>> Start Excerpt provided
In the embodiment shown, the freezing zone proper--i.e. the area where the cooling chamber 13 effectively cools and freezes the water supplied through the water supply tube 4--covers an angle 19 of approx. 200°. However, this angle may be reduced or increased, increased, for instance, by moving the water supply tube 4 counterclockwise to a location close to the discharge chamber 7.
Because of the manner in which the ice particles are shaped in the freeze-moulding chambers 12, namely between on the one side an indentation in the freeze-moulding jacket 11 and on the other side the smooth inner surface 8 in the freezing cylinder 6, the finished ice particles 16 will be provided with at least one circumferential sharp edge corresponding to the transition region between the freezemoulding chambers 12 and the inner surface 8. However, by suitably shaping the freeze-moulding chambers 12, it is possible to produce a greater number of sharp edges of corners on the ice particles 16, should this be desired with a view to a certain processing effect.
>> End Excerpt provided
>> Start Data section
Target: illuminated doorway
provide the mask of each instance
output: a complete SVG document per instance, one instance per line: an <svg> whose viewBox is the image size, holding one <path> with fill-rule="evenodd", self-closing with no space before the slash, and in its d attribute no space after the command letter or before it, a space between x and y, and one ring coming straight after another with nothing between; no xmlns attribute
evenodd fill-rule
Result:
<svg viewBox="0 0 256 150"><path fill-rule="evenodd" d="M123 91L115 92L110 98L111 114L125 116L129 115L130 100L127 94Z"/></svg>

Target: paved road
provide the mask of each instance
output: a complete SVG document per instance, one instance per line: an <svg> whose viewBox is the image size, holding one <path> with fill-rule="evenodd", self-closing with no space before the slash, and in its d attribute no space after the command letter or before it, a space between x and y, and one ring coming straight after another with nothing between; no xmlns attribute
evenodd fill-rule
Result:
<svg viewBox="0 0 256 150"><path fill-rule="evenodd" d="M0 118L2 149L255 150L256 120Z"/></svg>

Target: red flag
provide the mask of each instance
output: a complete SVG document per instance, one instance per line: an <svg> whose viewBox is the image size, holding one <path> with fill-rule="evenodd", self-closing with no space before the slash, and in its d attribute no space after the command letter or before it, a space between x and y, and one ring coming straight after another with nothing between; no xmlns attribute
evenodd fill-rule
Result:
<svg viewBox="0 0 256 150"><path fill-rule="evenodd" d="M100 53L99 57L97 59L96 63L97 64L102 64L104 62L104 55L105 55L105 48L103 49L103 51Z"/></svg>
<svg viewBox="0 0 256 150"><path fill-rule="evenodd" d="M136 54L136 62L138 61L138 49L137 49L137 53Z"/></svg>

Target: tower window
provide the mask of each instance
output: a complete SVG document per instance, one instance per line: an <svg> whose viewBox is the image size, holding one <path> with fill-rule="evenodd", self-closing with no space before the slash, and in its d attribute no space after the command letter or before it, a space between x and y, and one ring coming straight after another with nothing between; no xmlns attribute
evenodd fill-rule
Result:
>> End Data section
> [Work to complete]
a) Print the ice-freezing passage in full, word for word.
b) Render the listing from its first line up to and including the line that contains "91L115 92L110 98L111" as a Markdown table with the columns Row and Line, numbering each line in order and leaving out blank lines.
The listing bears no relation to the ice-freezing passage.

> [List of solutions]
a)
In the embodiment shown, the freezing zone proper--i.e. the area where the cooling chamber 13 effectively cools and freezes the water supplied through the water supply tube 4--covers an angle 19 of approx. 200°. However, this angle may be reduced or increased, increased, for instance, by moving the water supply tube 4 counterclockwise to a location close to the discharge chamber 7.
Because of the manner in which the ice particles are shaped in the freeze-moulding chambers 12, namely between on the one side an indentation in the freeze-moulding jacket 11 and on the other side the smooth inner surface 8 in the freezing cylinder 6, the finished ice particles 16 will be provided with at least one circumferential sharp edge corresponding to the transition region between the freezemoulding chambers 12 and the inner surface 8. However, by suitably shaping the freeze-moulding chambers 12, it is possible to produce a greater number of sharp edges of corners on the ice particles 16, should this be desired with a view to a certain processing effect.

b)
| Row | Line |
|---|---|
| 1 | Target: illuminated doorway |
| 2 | provide the mask of each instance |
| 3 | output: a complete SVG document per instance, one instance per line: an <svg> whose viewBox is the image size, holding one <path> with fill-rule="evenodd", self-closing with no space before the slash, and in its d attribute no space after the command letter or before it, a space between x and y, and one ring coming straight after another with nothing between; no xmlns attribute |
| 4 | evenodd fill-rule |
| 5 | Result: |
| 6 | <svg viewBox="0 0 256 150"><path fill-rule="evenodd" d="M123 91L115 92L110 98L111 114L125 116L129 115L130 100L127 94Z"/></svg> |